### [Document section]
Art Rant: The Cost of Art

You Gotta Pay the Cost to Buy The Boss ...

Pretty much everyone I know uses iTunes as their computer's default music player/library. Many, though perhaps not even half, also use iTunes as there go-to source for buying music. I've done it from time to time, but there's always some lingering qualms I keep to myself while my iPod updates.

First is the audio quality: it's compressed and falls way short of what can be achieved on vinyl and CD. I bought those headphones for a reason ...

Secondly, besides the cool "cover flow" viewing option iTunes offers, there's no aesthetically stimulating or tangible visual or physical interaction with the music/musician.

Still, the iTunes store remains the number one seller of music worldwide.

The question: Is $1.29 too much dough for one track? Apple doesn't think so. For "popular tracks," iTunes recently announced they're upping the standard 99 cent fee to $1.29.

(Rows from a pointing dataset)
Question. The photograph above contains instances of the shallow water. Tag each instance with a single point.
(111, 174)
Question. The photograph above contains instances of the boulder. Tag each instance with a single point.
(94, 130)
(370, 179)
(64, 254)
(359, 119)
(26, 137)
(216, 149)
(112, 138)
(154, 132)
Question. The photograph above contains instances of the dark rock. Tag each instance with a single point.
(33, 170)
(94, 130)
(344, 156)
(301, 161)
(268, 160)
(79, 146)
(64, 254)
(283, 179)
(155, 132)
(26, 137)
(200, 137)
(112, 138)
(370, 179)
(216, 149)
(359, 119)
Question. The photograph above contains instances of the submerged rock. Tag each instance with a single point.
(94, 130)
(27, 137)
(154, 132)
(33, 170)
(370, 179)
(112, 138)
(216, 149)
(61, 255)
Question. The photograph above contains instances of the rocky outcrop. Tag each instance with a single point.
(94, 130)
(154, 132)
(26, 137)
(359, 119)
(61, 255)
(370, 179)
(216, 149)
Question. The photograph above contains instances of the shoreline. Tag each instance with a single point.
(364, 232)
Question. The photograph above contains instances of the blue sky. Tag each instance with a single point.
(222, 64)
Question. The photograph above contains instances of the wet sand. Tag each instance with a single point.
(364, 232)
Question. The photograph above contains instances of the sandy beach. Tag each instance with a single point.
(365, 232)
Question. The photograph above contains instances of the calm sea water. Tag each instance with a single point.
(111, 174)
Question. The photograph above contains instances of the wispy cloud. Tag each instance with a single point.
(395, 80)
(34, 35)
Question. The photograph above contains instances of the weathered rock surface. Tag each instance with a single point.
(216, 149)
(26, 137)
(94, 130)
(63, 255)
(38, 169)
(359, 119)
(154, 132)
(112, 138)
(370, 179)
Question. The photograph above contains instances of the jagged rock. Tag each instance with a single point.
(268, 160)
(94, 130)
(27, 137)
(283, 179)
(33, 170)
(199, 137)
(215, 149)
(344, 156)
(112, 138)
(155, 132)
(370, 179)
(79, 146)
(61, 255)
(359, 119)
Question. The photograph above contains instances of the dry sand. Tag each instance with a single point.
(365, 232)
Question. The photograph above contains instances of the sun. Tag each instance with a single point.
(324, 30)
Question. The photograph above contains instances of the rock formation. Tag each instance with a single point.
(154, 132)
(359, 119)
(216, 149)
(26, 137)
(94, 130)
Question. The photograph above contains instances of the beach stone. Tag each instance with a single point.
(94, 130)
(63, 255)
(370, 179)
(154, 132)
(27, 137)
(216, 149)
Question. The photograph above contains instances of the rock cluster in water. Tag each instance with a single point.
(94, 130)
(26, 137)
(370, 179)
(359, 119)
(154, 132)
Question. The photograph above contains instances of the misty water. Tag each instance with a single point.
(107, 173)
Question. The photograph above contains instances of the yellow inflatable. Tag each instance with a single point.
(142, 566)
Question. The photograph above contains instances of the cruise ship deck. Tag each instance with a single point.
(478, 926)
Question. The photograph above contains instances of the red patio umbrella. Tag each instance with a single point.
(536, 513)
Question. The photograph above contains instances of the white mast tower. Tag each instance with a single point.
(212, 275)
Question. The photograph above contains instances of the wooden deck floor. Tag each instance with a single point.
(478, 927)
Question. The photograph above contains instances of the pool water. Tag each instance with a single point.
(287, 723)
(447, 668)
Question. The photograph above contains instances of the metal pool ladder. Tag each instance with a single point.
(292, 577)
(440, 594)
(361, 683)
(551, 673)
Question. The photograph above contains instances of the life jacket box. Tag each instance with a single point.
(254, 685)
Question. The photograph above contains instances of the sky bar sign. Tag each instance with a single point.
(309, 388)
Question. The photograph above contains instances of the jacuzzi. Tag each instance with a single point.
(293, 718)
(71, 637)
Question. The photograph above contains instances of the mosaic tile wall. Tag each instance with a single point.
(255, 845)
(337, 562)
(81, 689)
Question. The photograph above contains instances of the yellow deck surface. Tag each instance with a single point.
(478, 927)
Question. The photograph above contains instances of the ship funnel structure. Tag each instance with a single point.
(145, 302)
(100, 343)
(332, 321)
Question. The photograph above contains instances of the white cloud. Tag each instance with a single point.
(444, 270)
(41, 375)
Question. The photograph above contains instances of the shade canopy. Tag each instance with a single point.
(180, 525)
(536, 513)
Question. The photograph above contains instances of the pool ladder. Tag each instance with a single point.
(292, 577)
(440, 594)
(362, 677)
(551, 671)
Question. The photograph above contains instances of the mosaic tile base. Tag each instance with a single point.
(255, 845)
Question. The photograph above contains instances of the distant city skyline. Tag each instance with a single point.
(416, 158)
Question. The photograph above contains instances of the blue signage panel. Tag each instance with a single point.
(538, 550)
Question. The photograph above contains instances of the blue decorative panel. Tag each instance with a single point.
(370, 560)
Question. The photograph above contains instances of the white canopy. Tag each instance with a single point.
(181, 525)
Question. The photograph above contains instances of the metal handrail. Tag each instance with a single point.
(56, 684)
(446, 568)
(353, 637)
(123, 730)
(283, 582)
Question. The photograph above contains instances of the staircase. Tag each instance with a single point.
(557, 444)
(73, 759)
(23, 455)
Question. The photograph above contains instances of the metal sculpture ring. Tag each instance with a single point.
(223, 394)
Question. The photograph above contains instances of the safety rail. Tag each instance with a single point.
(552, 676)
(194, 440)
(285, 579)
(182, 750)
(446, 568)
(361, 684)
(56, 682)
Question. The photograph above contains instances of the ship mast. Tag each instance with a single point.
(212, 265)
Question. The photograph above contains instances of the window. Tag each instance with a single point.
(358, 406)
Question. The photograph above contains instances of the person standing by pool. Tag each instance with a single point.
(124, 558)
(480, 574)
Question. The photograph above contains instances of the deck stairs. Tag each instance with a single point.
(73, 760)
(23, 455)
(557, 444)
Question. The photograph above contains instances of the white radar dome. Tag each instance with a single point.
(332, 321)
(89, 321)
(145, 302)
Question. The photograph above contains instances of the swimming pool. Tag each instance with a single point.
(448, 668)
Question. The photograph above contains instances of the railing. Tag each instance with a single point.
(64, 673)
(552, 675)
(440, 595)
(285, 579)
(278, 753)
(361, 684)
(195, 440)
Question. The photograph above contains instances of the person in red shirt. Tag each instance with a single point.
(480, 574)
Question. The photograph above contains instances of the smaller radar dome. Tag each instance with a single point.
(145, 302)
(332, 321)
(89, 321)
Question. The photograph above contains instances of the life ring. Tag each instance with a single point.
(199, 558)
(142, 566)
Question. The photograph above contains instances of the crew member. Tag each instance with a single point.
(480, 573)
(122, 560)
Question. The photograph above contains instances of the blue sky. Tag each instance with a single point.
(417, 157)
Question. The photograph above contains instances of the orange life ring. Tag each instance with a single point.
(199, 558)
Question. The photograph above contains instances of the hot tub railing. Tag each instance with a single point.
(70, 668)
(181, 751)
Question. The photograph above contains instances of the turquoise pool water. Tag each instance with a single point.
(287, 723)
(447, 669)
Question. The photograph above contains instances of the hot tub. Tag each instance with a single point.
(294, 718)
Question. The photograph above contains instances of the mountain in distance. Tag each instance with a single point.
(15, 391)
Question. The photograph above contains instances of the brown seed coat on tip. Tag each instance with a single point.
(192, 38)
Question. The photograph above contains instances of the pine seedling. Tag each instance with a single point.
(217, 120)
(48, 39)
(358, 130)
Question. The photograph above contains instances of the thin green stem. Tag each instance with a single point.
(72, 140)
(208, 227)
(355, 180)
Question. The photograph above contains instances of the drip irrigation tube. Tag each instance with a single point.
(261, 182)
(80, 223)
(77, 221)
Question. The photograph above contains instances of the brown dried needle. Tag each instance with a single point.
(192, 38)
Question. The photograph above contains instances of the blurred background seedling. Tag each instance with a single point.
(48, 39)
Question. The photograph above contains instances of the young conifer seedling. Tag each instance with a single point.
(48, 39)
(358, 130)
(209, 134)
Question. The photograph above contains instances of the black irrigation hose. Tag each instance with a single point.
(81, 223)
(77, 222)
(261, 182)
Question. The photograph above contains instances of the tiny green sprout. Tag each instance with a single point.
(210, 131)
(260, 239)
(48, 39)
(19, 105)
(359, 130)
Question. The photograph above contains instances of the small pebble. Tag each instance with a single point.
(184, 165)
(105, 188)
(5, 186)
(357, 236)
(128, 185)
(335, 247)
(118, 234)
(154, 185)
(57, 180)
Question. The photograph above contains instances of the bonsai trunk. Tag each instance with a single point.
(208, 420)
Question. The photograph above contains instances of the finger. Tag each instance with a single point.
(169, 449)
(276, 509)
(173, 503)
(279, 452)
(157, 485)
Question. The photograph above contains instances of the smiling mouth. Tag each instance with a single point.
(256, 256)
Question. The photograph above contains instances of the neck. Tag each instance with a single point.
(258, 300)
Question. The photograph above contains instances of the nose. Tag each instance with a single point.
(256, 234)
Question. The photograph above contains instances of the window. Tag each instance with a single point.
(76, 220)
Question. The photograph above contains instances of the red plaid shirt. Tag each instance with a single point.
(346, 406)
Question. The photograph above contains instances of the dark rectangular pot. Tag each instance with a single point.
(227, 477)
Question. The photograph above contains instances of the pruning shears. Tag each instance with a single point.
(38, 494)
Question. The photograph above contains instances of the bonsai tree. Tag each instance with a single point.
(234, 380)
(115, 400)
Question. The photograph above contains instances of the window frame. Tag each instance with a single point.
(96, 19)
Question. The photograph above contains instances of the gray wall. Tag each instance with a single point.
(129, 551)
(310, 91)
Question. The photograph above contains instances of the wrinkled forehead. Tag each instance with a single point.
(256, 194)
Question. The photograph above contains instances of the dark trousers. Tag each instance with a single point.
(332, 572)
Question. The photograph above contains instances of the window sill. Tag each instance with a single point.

### [Complete the following]
• 1. In the Art Rant post, what price is iTunes moving popular tracks up to?
• 2. Render this sentence from the Art Rant post in Spanish: "Still, the iTunes store remains the number one seller of music worldwide."
• 3. Carry on writing the Art Rant post, picking up after its final sentence.

### [Exercise answers]
• 1. $1.29, up from the standard 99 cents.

• 2. Aun así, la tienda iTunes sigue siendo el vendedor número uno de música en todo el mundo.

• 3.
While the fine print told of a new 60 cent fee for older songs in the catalog --- my best guess: Kris Kristofferson and Olivia Newton John --- news surrounding the plan has mainly focused on the 30 cent up-charge. Is this the time to make people dish out $13 bucks for ten (allegedly) killer jams? To be honest, I don't think 13 bucks is that bad. In a day where you can purchase a terabyte of memory for a couple hundred dollars, we can afford the room for larger files, which would mean better sounding quality for audiophiles like myself.

The L.A. Time reports that most of the 10 million songs in the iTunes catalog will remain 99 cents, but suggests that the $1.29 price tag will most likely extend to popular "classics" like ... Bruce Springteen's "Born in the U.S.A."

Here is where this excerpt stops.